Transcribe verbatim the lines from the start of the records up to and including the line that contains "[217,631,1042,952]".

Exercise inputs ->
━━━━━━━━━━━━━━━━

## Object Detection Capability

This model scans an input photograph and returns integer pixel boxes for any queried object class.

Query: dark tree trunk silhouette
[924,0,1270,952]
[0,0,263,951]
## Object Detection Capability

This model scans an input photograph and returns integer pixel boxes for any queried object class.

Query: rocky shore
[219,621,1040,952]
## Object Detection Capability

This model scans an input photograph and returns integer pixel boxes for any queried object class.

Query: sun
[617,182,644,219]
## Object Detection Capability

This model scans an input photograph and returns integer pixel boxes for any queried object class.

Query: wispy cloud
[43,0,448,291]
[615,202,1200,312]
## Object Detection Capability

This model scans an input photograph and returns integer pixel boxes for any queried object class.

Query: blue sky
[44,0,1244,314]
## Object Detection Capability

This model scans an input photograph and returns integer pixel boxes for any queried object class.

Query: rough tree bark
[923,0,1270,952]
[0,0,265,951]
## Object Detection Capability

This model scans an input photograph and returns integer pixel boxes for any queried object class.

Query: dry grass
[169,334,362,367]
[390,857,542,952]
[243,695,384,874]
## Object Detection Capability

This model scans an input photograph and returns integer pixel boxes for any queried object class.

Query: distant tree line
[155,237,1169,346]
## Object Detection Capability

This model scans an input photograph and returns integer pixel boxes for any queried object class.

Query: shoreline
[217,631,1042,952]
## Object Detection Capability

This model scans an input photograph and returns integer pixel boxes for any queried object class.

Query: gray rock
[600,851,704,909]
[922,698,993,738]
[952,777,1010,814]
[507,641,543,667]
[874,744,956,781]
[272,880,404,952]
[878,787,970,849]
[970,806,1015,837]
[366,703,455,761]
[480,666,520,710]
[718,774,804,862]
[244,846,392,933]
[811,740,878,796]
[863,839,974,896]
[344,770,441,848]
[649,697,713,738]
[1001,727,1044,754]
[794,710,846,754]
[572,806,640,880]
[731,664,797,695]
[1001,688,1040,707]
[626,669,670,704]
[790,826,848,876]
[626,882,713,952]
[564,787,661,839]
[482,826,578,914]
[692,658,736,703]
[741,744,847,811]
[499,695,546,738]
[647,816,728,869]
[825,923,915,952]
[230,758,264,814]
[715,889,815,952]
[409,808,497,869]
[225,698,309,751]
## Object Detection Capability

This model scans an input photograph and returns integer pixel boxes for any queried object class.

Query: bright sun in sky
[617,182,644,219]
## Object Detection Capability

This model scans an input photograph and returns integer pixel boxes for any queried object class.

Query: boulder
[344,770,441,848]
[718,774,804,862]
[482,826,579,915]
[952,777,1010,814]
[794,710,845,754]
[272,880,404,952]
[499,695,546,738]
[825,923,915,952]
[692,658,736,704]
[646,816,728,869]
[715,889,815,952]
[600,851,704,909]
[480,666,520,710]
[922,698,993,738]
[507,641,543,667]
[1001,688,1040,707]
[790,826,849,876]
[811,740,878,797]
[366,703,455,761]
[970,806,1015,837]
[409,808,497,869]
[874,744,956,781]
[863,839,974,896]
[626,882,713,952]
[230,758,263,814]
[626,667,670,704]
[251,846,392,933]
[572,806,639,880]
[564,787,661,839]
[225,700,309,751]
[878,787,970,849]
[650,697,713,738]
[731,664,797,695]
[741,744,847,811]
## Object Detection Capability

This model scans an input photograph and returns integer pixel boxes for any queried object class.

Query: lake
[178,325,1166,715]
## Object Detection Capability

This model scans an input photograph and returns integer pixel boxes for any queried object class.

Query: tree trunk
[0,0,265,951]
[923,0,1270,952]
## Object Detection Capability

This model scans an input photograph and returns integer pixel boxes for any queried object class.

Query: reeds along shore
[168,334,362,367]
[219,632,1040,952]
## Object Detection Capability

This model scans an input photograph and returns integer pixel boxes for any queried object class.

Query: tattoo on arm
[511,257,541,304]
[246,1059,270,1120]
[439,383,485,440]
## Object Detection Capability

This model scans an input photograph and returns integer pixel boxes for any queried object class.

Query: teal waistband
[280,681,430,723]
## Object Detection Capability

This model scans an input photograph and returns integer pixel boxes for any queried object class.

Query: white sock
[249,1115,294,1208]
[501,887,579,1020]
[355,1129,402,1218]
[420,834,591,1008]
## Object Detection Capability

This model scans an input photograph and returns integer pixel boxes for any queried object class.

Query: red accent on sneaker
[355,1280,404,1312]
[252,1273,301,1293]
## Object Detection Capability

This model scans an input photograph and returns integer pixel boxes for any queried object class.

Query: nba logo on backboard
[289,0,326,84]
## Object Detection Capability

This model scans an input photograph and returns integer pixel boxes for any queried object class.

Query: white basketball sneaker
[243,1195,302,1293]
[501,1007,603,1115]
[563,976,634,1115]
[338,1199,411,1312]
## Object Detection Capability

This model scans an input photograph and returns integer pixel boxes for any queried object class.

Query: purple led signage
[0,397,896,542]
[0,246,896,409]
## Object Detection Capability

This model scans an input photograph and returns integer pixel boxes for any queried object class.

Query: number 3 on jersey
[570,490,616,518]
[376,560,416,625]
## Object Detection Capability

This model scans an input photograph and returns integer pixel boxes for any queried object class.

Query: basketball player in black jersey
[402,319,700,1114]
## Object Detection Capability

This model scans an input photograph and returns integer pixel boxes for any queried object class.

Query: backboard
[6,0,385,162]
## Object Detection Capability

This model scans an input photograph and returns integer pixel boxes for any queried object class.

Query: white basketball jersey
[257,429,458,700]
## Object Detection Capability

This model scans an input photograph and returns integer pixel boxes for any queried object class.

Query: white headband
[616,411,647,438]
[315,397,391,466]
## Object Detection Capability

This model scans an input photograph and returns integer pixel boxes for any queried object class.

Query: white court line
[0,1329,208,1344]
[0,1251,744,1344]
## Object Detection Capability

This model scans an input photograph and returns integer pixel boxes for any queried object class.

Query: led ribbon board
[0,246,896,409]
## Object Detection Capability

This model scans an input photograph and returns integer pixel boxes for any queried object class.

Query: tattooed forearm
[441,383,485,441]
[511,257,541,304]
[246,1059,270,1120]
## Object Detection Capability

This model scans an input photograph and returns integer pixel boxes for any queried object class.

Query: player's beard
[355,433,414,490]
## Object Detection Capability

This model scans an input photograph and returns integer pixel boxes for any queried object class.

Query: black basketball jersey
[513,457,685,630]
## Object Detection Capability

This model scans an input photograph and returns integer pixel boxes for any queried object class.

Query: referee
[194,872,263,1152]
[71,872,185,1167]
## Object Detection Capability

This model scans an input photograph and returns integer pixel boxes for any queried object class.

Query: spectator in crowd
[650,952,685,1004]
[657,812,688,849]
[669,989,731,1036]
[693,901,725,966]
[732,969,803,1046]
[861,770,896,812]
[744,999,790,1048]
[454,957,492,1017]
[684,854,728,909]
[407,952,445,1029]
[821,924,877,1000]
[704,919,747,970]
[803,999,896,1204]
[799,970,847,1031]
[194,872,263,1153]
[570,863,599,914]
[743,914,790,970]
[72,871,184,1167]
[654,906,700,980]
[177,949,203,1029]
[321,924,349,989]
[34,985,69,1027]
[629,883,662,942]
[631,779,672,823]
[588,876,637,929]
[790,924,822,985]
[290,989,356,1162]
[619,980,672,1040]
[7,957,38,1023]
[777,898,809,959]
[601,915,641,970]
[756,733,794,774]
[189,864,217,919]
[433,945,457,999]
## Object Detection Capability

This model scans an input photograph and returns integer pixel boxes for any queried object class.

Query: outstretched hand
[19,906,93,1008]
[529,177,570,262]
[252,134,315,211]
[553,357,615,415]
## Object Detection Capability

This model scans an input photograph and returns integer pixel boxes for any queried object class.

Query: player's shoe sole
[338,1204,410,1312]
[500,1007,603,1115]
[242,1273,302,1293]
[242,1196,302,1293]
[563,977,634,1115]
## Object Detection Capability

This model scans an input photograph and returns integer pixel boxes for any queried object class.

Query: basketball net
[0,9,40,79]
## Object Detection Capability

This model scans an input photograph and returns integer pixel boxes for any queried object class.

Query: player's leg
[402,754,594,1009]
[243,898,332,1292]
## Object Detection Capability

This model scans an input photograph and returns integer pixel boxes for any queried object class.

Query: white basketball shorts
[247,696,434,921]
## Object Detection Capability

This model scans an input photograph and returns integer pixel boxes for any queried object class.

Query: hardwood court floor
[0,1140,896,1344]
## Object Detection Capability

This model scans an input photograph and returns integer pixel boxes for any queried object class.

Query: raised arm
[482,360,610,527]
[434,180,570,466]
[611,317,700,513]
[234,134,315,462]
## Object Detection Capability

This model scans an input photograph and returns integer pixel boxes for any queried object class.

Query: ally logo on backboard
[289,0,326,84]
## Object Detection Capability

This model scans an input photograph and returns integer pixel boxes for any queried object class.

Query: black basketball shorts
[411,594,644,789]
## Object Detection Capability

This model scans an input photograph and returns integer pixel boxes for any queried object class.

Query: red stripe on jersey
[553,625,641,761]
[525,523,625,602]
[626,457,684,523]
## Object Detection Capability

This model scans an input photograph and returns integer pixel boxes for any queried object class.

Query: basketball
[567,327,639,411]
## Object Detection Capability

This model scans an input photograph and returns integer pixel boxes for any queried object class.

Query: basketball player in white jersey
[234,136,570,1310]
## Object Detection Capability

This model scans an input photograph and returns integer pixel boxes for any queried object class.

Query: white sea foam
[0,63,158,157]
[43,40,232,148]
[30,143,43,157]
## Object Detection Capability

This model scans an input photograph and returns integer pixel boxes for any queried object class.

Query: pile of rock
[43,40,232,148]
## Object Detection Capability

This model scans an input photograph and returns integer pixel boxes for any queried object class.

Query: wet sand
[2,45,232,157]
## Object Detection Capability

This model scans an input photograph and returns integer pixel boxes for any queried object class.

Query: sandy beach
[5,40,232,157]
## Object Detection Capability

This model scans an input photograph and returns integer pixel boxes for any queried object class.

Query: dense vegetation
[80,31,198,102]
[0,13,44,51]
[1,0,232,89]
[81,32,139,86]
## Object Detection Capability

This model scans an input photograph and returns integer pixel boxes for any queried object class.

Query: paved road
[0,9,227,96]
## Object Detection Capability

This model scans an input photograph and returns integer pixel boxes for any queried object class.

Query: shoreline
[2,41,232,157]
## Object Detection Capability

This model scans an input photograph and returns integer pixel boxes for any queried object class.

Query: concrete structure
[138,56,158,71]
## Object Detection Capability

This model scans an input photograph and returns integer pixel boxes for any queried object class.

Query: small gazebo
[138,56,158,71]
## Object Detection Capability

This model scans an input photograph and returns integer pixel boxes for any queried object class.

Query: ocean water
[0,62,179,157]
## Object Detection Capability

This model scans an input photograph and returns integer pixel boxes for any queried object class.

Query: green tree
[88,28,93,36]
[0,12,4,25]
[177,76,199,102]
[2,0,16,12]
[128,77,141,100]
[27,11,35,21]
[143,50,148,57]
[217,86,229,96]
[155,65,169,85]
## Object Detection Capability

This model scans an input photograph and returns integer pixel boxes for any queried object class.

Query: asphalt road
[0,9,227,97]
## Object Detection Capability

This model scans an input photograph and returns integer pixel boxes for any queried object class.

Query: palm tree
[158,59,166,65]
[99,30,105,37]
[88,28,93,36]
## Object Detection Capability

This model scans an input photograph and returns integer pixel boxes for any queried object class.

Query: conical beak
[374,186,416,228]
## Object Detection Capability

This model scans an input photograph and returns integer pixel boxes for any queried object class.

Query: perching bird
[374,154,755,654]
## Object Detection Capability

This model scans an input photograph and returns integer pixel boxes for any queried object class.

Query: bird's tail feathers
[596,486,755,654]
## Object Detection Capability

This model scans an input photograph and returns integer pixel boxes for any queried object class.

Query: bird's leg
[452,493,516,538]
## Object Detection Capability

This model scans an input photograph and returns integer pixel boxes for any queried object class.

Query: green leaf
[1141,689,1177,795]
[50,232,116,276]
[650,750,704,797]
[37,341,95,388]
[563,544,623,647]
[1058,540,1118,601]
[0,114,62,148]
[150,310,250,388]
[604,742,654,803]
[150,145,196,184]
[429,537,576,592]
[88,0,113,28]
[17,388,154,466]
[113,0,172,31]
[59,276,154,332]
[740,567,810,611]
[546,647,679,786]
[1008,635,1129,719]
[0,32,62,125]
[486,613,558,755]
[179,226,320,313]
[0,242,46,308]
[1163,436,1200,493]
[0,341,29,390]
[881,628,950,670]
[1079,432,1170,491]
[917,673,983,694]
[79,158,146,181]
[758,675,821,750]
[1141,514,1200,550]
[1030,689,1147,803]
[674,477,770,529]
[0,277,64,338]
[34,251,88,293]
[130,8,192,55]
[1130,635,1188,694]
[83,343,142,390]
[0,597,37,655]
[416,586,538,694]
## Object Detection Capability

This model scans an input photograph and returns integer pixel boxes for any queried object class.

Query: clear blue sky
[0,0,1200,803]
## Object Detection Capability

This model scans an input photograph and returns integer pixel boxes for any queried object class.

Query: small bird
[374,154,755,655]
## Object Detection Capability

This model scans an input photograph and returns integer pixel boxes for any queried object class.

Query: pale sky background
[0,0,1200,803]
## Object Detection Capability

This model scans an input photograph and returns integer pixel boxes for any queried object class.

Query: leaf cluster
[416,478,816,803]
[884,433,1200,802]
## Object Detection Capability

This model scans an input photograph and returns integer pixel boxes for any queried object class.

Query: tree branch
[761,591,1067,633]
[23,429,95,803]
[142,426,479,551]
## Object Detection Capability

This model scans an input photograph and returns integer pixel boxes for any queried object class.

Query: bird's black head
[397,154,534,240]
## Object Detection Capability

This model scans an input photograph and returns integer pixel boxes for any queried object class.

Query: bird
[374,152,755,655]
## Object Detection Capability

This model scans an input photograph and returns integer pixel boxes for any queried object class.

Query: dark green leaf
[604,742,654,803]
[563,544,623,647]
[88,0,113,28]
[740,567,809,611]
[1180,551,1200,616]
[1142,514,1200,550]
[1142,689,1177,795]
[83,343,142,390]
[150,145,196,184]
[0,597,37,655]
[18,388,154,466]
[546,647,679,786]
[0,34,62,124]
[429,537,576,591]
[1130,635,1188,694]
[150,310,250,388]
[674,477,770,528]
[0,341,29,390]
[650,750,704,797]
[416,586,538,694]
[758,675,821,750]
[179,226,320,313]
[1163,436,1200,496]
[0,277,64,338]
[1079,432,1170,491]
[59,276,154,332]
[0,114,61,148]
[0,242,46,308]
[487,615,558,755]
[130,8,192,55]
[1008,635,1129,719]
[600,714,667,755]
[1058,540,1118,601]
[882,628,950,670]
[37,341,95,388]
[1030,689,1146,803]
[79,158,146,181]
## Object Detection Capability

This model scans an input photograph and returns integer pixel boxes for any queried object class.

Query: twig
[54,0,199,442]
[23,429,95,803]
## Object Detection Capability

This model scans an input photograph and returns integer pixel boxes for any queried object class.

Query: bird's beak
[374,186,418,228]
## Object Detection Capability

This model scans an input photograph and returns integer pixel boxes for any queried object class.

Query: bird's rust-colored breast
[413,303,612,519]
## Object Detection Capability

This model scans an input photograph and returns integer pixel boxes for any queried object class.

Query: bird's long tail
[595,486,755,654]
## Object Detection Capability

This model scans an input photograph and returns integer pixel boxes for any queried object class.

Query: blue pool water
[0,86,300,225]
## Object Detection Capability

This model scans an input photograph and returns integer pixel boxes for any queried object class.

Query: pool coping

━━━━━━━━━━━━━━━━

Solution for this task ->
## Object Detection Capability

This model scans an input photograph and returns integer pixel boxes for any queried object class.

Query: dark tree trunk silhouette
[924,0,1270,952]
[0,0,263,951]
## Object Detection Capability

This model scans an input photograph and returns integer pixel boxes for any queried object class.

Query: rocky shore
[219,621,1040,952]
## Object Detection Capability

This model scans an input photograph and returns integer pixel boxes for any queried object class.

Query: sun
[617,182,644,219]
## Object Detection Capability

This model scans an input photograph and returns integer pixel boxes for any queried object class.

Query: wispy cloud
[43,0,448,291]
[615,202,1200,312]
## Object Detection Capability

This model scans an input photograph and returns integer pixel boxes for any queried object class.

Query: blue sky
[44,0,1244,314]
## Object Detection Capability

This model scans an input photograph and returns integer pixel boxes for any queried object class.

Query: rough tree bark
[923,0,1270,952]
[0,0,265,951]
## Object Detection Capability

This model scans an input photograph and returns integer pixel boxes for any queried object class.

Query: dry grass
[169,334,362,367]
[390,857,542,952]
[243,695,384,874]
## Object Detection Capability

This model scans an input photograph and returns integer pixel boxes for any queried object class.

Query: distant tree line
[155,237,1169,346]
## Object Detection Capability

This model scans an input photograph and returns integer pixel boxes for any queried object class.

Query: shoreline
[217,631,1042,952]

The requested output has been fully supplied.